#### [PROBLEM REQUIREMENTS]
Where the records below have a line with "capped", that line is to be copied.

(Excerpts from a dataset)
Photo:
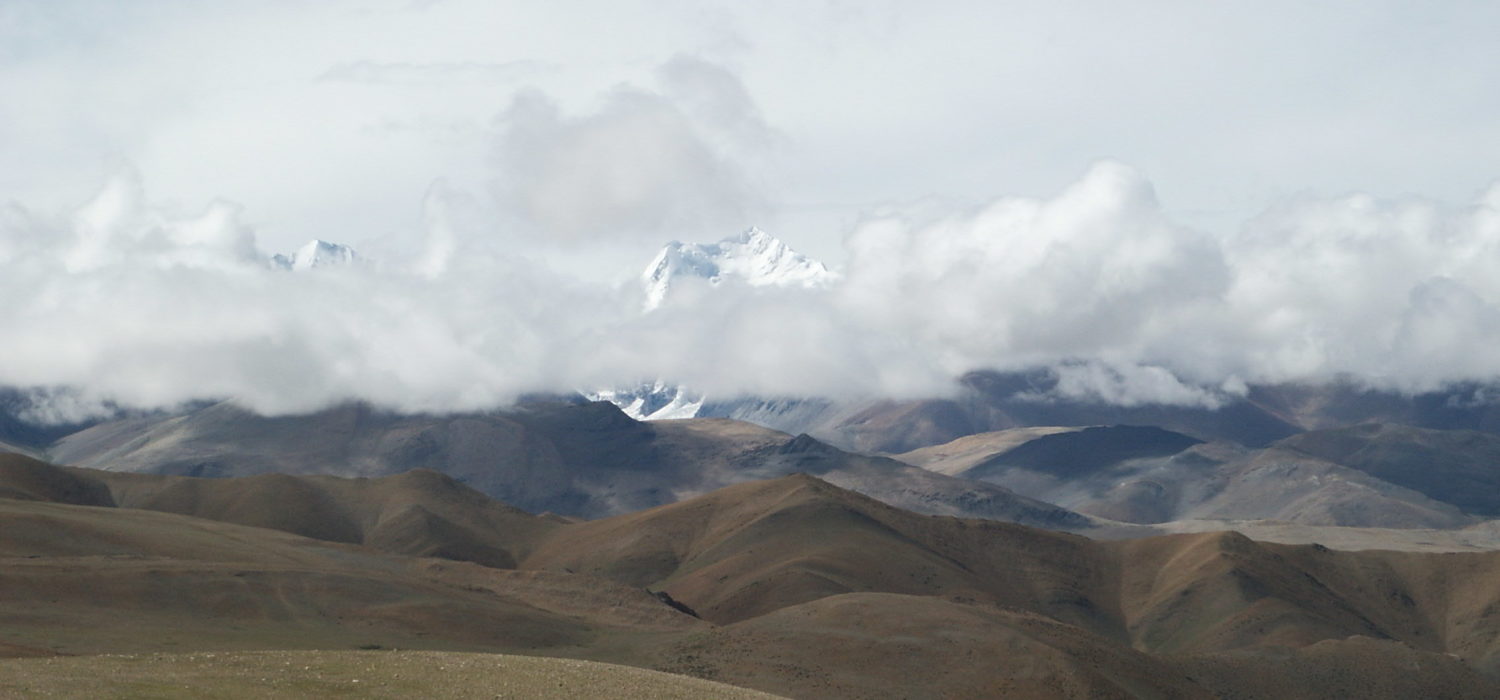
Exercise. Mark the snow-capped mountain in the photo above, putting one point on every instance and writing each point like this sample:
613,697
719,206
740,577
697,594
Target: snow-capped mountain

--

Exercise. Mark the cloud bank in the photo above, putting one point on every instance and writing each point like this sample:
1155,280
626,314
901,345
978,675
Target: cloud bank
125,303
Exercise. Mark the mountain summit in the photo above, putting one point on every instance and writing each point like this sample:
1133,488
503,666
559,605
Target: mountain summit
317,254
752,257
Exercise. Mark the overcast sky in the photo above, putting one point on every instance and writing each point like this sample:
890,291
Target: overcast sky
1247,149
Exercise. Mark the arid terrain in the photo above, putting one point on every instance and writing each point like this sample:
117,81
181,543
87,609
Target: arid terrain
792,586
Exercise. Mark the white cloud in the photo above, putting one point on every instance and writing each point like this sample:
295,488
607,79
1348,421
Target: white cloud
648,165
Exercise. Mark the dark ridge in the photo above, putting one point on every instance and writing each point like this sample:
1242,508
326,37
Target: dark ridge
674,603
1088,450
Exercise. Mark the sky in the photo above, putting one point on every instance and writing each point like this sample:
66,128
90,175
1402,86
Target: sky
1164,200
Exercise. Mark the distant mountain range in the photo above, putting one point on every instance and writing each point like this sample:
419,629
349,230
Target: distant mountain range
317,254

#### [ANSWER SECTION]
Exercise. Mark the snow-capped mountain in the photo above, putting one point on every instance and writing each point like this sample:
Target: snow-capped mountain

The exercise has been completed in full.